→ PASSAGE:
Visualizing a record too hard to break

Jo Wood

Jo Wood

Do you remember what you were doing as the clocks struck midnight on New Year's Eve at the start of 2015? Cyclist Steve Abraham set off on his bicycle in the dark to go for a bike ride. 19 hours later he got off his bike having ridden 222 miles along the roads of southern England in the depths of a British winter. That's a long way to drive a car in a day, let alone ride a bike. In fact, by 4am he had ridden further than the average adult in England rides in a whole year (49 miles). But Steve didn't stop there. He got back on his bike the following day, and the day after that. In fact, he set off intending to ride every day of 2015 to break the world record for the furthest cycled in a year. That's a staggering 75,065 miles – a distance record set in 1939 by fellow British cyclist Tommy Godwin

There's a reason this world record hasn't been beaten in over 75 years. It really is a very long way. It requires a daily average in excess of 205 miles. Miss a single day and that distance needs to be made up – 410 miles the following day, or perhaps more sensibly spread out over the following weeks. Miss a week due to cold or flu? That's a 1,440 mile deficit to make up. After Tommy Godwin achieved his record, he had to spend several months learning how to walk again; 15-18 hours a day riding a bike for a year takes its toll on a body.

In 1939 fans of Tommy and two rival challengers for the record could follow their progress weekly by purchasing a copy of Cycling magazine in which their current cumulative distances were published.

Weekly mileage update from Cycling magazine, 1939.

Weekly mileage update from Cycling magazine, 1939.

In 2015, as well as Steve, Tommy's old record has three other challengers. Texas-based William Pruett and Arkansas-based Kurt Searvogel set off to attempt the record on the 4th and 10th January respectively. Miles Smith from Melbourne, Australia began his world record attempt on April 11th. This time though Steve, William, Kurt and Miles will be monitored more closely than the riders of the 1930s. Each equipped with a GPS receiver, a SPOT satellite broadcast tracker and a heart monitor, they can be tracked in real time with daily updates on Strava showing their power output, daily trajectory and heart rate minute by minute.

That's a lot of data. Or will be once each has ridden for a year. Strava provides plenty of good interactive visualization of the data including maps of their trajectories, charts of distance, elevation, power, temperature and heart rate over distance and time.

→ DIRECTIONS:
Rewrite the part of the article on the cycling distance record from "In 1939 fans" to "distances were published.", swapping "fans" for "supporters". The material after this point has no connection to the article on the cycling distance record.

→ MATERIAL SUPPLIED:
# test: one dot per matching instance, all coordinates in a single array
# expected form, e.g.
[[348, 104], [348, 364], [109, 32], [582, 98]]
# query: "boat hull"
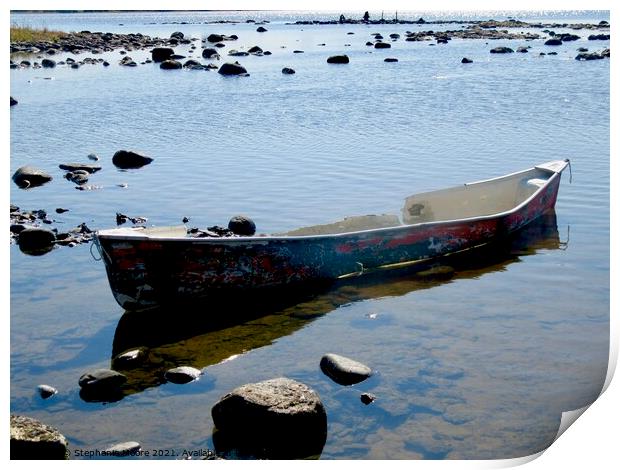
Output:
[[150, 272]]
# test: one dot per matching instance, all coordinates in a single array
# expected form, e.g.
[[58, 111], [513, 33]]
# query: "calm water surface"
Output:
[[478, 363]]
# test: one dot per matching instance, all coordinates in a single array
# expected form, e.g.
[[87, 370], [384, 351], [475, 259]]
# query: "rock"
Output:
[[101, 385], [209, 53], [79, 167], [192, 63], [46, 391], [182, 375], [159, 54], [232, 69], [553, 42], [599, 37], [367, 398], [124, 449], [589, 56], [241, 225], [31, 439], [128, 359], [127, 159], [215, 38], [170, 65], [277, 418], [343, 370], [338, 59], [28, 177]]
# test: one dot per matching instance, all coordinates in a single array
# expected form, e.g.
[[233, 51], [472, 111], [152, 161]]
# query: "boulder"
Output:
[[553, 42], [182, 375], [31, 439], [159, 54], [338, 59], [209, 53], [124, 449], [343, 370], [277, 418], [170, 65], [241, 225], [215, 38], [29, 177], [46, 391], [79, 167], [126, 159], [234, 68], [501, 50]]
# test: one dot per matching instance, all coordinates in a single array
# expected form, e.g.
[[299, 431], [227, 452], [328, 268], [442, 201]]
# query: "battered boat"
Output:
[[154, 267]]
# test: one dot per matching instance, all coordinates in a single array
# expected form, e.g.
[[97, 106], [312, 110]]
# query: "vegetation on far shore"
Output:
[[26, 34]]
* * *
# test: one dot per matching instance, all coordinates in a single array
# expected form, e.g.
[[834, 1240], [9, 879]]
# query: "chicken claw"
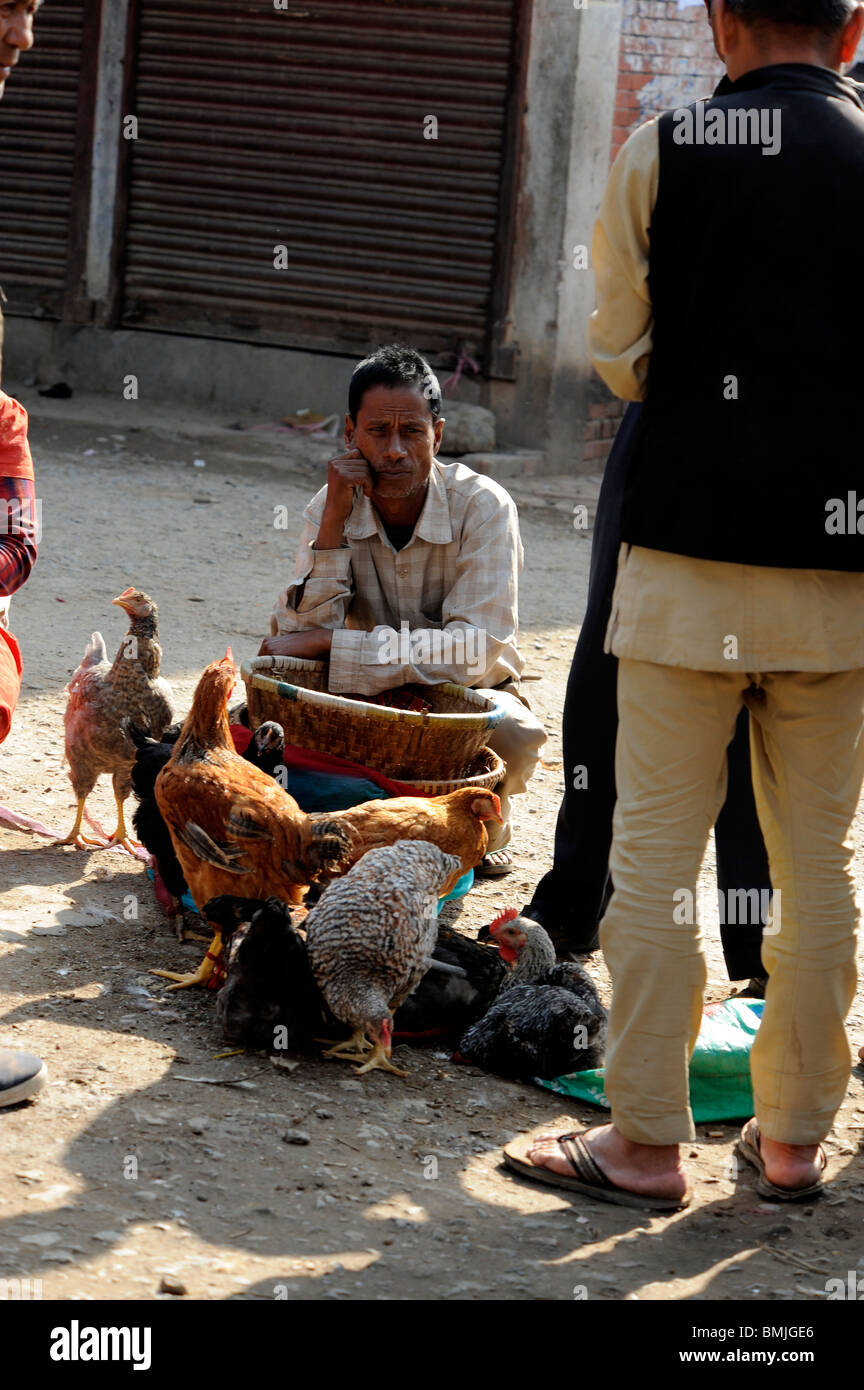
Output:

→ TASK ANSWER:
In 1939 supporters of Tommy and two rival challengers for the record could follow their progress weekly by purchasing a copy of Cycling magazine in which their current cumulative distances were published.